→ Data provided
_ _ _ _ _

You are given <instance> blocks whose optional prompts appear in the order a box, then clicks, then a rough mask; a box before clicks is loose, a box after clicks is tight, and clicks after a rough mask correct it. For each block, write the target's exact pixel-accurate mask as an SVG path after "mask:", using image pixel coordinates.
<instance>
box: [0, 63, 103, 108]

_ _ _ _ _

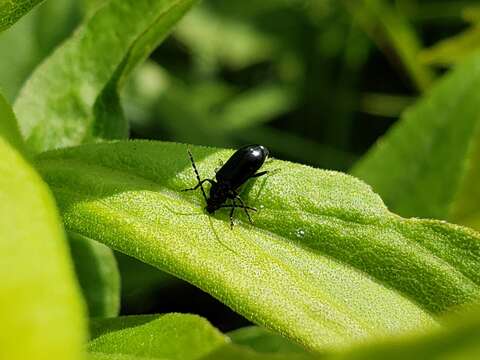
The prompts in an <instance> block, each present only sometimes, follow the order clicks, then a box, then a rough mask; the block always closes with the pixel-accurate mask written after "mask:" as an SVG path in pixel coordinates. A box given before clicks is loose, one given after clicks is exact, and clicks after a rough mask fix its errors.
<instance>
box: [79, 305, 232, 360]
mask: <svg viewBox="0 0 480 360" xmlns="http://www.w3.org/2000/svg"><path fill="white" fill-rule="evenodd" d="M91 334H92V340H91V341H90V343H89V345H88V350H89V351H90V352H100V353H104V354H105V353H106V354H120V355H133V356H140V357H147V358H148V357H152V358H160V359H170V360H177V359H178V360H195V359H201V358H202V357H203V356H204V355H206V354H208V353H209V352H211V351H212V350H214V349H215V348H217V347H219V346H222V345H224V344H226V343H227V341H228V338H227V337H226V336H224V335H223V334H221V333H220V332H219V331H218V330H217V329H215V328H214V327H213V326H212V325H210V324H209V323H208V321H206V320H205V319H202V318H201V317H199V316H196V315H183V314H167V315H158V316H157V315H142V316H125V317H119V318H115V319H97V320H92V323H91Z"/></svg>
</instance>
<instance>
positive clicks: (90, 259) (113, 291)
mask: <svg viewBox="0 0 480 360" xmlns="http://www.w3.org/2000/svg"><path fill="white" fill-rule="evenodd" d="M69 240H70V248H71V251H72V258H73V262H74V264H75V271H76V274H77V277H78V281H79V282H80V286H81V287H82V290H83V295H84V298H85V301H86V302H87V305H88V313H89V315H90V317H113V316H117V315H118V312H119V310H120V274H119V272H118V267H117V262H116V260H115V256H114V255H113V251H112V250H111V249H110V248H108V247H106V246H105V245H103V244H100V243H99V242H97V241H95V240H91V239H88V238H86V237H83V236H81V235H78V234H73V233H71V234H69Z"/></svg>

_ _ _ _ _

→ What is expected
Where a line of the material above holds the string "pixel", copy that line.

→ Response area
You are given <instance> blocks whose optional prompts appear in the order a box, then clicks, then a rough mask; a box before clicks is loose, a box after clicks is tight, and clicks after a rough mask correct it. For each block, write the target's exact pixel-accurate mask as an SVG path after "mask:", using image pixel coordinates.
The prompts in an <instance> block, each present only sometimes, follow the order clicks, then a box, then a rough mask; the block always closes with the pixel-accurate mask written after "mask:" as an SVG path in pixel coordinates. A box given before clicks is loose, one given after clicks is exact, and clicks after a rough mask fix its errors.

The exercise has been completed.